**Given task:**
From the line that contains "Locate every instance of the white gable" down to the last line of the data below, restate every line word for word, skipping any images.

**Data lines:**
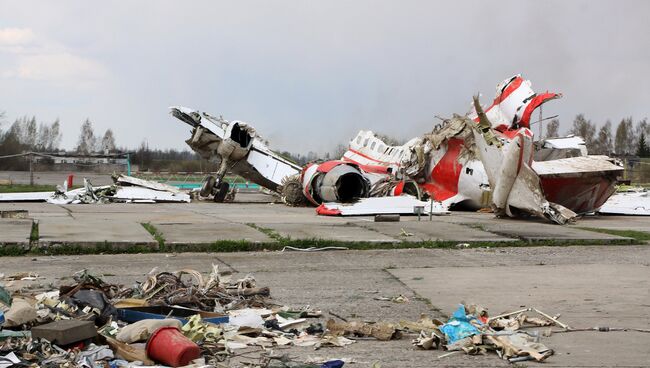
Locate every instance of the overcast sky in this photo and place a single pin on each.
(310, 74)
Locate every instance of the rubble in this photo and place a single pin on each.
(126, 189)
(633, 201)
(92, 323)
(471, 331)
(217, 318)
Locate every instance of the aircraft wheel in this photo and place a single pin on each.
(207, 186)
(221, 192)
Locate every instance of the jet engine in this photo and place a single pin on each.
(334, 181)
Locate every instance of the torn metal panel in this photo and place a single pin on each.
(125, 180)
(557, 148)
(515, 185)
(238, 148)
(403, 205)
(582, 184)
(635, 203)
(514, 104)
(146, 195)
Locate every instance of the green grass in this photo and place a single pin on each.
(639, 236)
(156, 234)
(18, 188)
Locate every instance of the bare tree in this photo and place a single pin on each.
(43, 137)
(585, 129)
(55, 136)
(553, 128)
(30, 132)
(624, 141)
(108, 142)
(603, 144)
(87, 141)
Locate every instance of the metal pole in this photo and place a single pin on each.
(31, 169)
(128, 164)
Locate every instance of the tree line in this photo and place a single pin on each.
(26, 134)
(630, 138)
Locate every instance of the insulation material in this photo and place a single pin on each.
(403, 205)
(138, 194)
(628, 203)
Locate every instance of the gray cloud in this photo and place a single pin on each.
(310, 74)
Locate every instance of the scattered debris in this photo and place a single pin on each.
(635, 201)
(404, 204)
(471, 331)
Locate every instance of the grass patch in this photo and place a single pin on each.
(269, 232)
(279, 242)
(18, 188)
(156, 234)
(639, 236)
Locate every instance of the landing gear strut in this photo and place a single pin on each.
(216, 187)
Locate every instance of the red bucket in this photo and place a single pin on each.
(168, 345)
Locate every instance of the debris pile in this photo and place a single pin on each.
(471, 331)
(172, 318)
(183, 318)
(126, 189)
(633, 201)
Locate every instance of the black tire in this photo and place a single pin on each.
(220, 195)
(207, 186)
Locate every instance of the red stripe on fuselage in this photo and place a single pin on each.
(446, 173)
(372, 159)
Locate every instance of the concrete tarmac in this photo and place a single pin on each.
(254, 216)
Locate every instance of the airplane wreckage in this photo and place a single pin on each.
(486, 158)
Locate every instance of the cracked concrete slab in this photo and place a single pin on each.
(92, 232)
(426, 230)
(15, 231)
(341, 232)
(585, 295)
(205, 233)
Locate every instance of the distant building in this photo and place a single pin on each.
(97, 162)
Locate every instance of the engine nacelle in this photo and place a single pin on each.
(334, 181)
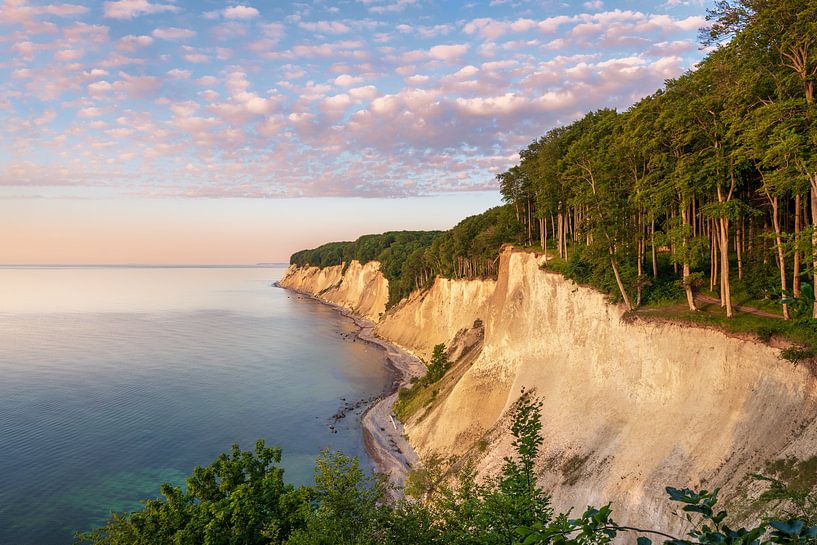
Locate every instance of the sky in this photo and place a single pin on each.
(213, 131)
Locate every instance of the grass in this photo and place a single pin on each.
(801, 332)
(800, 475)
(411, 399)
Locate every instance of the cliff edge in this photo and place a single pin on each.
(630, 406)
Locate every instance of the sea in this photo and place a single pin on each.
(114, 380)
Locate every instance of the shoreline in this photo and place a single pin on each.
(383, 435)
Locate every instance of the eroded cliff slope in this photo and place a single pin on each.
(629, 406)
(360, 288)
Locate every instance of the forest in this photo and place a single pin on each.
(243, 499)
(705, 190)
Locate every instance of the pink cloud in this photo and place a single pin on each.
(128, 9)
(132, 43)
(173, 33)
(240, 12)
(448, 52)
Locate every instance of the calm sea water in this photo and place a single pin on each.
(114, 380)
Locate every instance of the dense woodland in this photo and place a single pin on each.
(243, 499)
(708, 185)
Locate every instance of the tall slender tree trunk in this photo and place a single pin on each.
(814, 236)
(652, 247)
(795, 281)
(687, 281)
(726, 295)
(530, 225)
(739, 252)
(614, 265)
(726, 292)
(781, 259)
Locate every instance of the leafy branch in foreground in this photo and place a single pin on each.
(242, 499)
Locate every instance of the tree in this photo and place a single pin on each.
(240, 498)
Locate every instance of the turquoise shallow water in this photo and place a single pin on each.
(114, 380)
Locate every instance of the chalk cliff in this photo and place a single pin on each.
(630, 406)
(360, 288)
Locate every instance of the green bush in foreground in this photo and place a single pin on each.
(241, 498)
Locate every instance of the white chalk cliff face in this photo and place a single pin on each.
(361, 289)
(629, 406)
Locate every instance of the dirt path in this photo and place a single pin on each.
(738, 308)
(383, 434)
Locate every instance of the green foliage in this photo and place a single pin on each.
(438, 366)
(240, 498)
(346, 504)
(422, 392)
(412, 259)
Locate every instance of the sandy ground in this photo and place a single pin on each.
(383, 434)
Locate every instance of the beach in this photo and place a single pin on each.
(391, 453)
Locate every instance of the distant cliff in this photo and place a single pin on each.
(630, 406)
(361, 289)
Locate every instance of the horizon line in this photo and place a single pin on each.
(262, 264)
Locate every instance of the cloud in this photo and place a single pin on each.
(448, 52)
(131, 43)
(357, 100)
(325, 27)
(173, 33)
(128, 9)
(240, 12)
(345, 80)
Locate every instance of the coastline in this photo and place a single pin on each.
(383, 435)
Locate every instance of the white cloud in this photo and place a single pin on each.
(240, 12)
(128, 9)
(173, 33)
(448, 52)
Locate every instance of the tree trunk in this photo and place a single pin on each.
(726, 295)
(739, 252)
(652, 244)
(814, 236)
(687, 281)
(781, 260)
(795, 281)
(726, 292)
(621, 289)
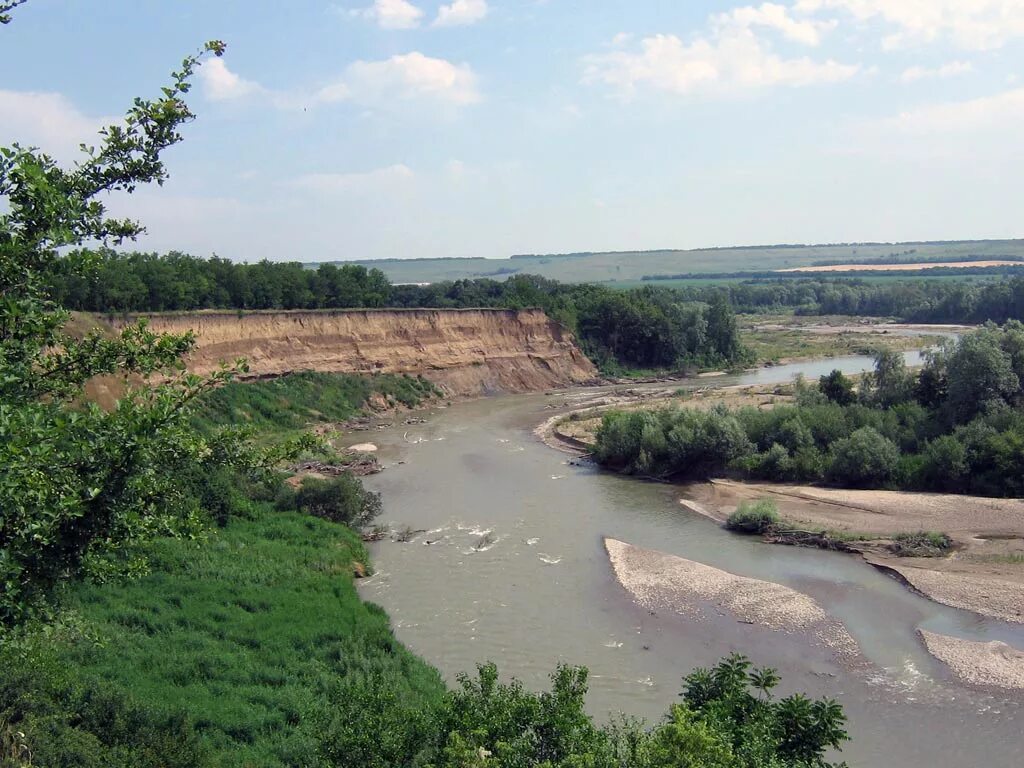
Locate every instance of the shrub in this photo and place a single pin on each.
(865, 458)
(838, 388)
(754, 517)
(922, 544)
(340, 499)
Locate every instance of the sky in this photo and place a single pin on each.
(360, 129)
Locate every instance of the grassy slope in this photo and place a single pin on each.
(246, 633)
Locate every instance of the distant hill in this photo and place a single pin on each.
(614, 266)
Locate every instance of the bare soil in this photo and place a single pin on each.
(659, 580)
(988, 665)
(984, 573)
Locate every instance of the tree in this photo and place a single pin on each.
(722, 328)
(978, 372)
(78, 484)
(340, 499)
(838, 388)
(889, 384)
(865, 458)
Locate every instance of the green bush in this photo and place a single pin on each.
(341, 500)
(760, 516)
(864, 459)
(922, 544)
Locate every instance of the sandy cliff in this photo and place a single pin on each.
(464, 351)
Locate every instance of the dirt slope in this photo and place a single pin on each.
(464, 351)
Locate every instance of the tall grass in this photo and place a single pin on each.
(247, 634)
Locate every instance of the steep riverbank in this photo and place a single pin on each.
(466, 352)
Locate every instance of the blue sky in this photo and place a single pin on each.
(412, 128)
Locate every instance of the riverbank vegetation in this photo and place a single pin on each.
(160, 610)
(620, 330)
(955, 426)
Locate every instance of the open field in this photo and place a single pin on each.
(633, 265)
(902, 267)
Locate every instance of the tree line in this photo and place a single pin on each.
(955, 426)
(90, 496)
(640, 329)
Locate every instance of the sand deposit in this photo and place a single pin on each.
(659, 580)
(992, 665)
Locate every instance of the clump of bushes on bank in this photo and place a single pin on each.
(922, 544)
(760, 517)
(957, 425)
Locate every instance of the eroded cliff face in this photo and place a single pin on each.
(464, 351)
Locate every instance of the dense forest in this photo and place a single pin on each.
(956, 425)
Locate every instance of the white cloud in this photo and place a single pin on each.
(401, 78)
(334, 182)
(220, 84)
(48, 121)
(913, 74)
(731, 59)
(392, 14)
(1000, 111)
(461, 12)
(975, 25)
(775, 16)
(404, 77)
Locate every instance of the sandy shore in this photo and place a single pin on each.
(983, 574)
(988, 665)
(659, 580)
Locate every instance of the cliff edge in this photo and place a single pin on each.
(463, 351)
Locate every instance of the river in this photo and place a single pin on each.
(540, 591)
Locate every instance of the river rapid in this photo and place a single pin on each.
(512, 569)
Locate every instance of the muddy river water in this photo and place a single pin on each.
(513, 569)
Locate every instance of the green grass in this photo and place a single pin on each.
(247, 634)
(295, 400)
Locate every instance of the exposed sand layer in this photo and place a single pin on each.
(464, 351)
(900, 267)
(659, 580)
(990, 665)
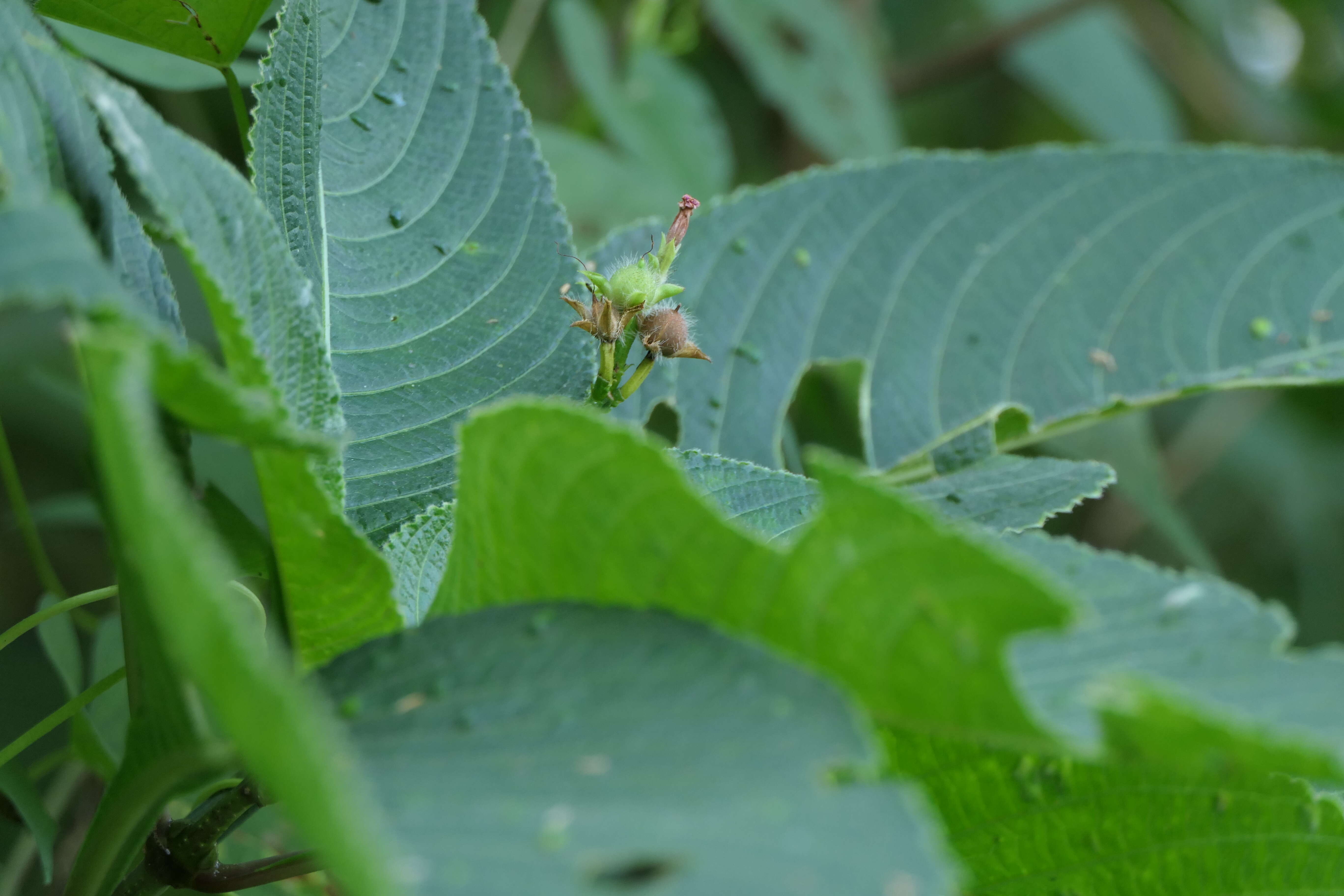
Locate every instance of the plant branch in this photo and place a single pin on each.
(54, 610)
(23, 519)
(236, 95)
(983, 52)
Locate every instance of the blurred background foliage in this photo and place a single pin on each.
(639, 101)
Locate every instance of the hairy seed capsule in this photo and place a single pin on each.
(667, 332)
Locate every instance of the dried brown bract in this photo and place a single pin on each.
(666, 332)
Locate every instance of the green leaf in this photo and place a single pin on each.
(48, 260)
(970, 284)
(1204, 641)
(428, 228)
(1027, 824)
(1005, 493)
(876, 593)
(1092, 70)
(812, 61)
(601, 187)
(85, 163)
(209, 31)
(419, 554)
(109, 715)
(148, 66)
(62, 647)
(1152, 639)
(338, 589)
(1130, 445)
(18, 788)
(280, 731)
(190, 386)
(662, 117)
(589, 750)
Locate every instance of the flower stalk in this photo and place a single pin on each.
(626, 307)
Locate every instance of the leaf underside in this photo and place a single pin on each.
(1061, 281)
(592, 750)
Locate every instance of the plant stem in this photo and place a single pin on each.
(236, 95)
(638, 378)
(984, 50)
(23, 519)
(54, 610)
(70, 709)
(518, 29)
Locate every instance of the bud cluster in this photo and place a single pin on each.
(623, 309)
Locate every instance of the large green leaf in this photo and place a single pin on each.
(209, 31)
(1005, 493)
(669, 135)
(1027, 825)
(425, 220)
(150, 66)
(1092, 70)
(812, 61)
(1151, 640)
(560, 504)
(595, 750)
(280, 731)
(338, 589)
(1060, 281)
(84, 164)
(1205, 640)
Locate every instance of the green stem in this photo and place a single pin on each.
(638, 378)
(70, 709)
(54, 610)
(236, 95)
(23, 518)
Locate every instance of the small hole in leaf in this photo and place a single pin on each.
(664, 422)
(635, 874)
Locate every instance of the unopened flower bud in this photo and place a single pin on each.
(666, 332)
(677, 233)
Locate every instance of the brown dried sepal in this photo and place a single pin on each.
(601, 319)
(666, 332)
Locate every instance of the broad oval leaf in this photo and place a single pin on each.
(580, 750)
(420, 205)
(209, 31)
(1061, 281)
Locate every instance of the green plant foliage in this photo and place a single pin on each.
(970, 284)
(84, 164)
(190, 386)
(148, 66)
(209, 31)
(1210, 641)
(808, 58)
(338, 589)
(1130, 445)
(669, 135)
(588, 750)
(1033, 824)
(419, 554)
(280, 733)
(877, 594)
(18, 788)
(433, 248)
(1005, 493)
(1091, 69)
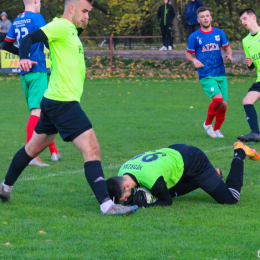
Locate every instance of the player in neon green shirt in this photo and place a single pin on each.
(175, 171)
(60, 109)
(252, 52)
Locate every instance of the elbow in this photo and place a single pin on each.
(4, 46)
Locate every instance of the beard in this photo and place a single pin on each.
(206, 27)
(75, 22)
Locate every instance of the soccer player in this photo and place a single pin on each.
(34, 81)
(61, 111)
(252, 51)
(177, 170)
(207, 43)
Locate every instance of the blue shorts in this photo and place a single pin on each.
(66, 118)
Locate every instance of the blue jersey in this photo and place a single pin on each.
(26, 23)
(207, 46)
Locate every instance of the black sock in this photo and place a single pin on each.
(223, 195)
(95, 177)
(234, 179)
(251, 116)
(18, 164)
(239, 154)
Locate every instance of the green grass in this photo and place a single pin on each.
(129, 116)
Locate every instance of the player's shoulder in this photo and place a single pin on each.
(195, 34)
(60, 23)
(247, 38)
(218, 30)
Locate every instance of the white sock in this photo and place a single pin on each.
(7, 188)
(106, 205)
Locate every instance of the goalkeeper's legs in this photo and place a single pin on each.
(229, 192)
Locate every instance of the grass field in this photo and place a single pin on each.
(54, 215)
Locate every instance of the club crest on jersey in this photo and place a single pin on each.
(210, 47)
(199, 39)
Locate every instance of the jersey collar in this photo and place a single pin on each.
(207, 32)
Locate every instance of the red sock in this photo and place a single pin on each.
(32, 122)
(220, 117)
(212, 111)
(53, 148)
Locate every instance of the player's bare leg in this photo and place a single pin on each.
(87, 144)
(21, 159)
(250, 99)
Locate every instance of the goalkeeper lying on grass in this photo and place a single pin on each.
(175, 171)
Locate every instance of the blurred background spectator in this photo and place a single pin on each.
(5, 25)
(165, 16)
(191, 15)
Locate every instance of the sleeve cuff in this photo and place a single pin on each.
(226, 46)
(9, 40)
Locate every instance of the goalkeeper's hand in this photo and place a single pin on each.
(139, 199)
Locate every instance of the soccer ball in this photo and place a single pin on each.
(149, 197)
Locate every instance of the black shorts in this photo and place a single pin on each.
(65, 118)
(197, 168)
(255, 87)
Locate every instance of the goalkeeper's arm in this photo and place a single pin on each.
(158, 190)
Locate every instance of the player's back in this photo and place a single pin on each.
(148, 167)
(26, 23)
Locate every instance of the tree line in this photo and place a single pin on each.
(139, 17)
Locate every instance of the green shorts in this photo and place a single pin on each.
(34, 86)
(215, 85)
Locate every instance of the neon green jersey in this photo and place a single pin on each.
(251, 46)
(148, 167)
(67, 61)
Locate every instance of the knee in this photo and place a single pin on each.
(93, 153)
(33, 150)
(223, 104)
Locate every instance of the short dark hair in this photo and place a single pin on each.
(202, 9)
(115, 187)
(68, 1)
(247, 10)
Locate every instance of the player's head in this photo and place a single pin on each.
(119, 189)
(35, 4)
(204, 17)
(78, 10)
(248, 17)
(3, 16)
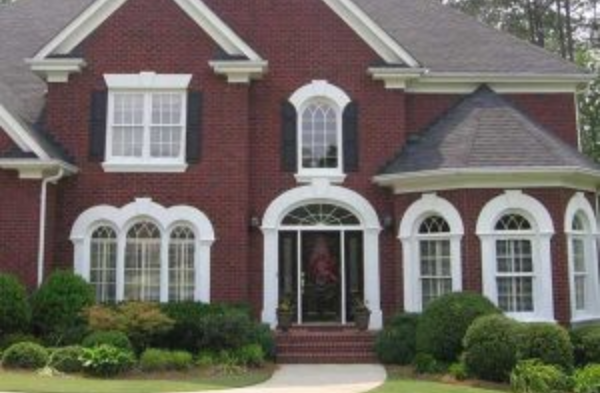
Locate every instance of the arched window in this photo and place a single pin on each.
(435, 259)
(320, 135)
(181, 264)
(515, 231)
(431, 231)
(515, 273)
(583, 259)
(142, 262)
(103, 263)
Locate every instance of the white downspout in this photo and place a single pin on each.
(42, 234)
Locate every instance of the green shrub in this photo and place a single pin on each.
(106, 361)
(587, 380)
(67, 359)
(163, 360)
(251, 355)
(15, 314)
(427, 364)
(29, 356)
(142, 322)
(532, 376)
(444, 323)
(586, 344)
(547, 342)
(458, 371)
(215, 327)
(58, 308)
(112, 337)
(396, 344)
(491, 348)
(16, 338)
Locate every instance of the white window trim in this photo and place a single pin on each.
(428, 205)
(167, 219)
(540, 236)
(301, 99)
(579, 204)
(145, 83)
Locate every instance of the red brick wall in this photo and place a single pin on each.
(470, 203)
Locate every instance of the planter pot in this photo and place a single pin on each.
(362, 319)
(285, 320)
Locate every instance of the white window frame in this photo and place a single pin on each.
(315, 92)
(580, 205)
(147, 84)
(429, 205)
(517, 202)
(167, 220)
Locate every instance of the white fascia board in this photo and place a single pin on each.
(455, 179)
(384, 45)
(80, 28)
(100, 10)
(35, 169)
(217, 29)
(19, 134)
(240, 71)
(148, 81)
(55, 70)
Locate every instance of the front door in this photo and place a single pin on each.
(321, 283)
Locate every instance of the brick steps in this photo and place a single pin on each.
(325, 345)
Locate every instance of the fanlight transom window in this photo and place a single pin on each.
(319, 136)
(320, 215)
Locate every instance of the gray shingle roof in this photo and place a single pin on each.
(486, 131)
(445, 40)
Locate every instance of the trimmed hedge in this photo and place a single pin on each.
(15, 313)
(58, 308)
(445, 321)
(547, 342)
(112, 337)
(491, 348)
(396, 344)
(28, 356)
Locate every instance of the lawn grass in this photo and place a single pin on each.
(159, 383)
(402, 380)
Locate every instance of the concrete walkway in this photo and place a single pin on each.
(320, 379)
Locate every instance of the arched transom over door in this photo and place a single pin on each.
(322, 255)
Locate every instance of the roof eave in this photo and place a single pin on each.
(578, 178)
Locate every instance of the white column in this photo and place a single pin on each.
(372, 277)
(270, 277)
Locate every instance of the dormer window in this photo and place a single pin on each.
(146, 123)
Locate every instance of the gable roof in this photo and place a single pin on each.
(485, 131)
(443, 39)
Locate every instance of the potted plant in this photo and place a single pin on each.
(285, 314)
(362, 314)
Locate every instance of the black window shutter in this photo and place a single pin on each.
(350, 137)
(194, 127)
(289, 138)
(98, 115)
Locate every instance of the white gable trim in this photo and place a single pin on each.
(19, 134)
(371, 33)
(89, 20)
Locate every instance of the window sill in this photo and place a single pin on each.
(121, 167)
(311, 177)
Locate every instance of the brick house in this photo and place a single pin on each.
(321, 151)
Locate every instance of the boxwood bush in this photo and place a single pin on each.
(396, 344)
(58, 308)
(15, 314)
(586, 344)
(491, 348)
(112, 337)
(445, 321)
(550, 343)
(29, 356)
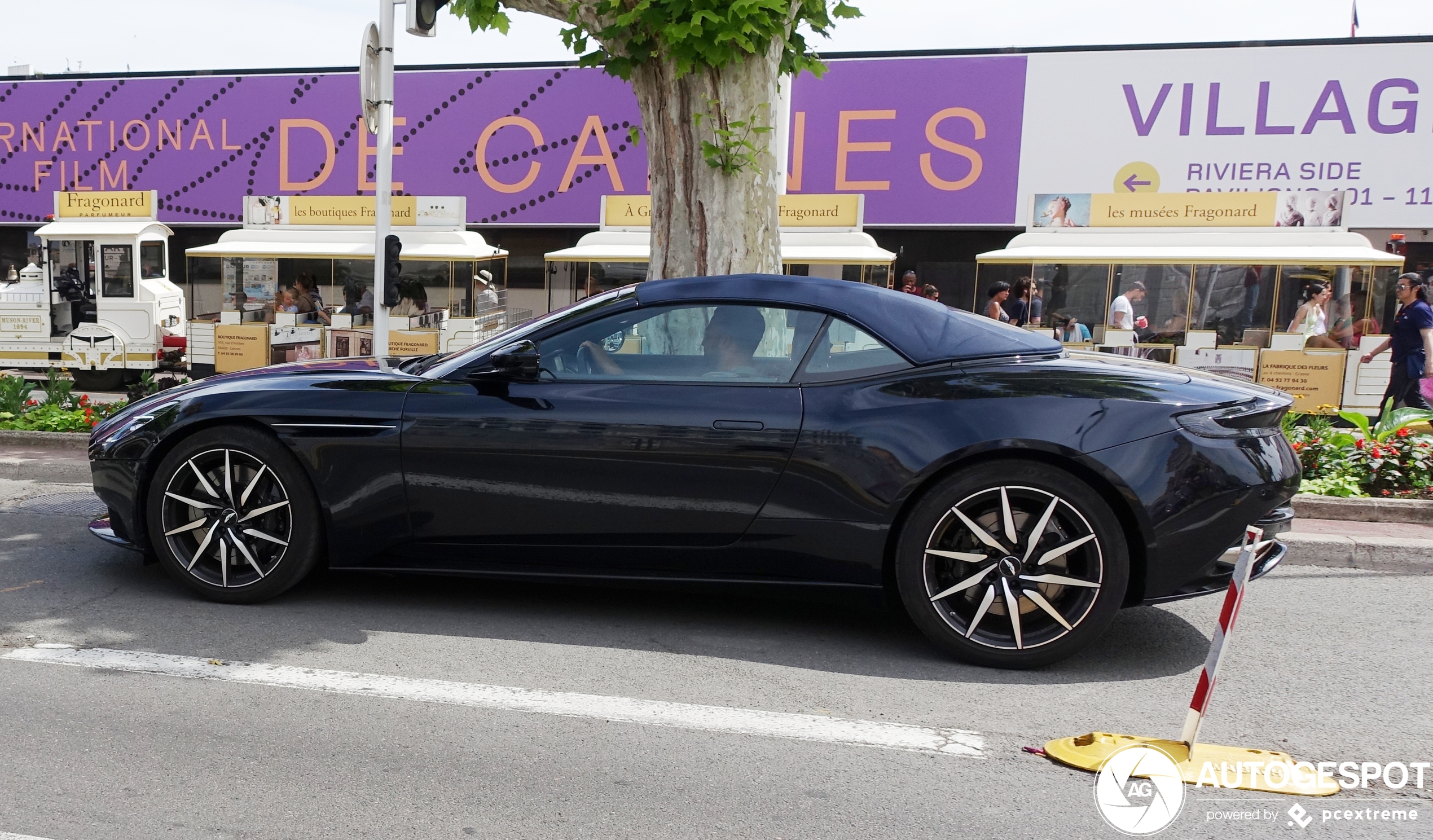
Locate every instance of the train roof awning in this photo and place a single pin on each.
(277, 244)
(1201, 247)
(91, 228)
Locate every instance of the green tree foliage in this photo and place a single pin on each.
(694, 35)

**Task result:**
Locate every instance of the white gable trim in this photo and place a single pin on each.
(19, 134)
(371, 33)
(89, 20)
Locate every instance of the window sill in this photo and place a single pin on each.
(121, 167)
(311, 177)
Locate every instance of the brick house in this photo and place a single pin on each.
(321, 151)
Locate every instance of the boxwood bush in this photo and place a single pin on each.
(396, 344)
(58, 308)
(15, 314)
(586, 344)
(491, 348)
(112, 337)
(445, 321)
(550, 343)
(29, 356)
Locate every instance of the train roof awning in this photo and place a single pin on each.
(277, 244)
(1201, 247)
(91, 228)
Locate every instance of the green tree foliage in this photo and place a single pin on each.
(694, 35)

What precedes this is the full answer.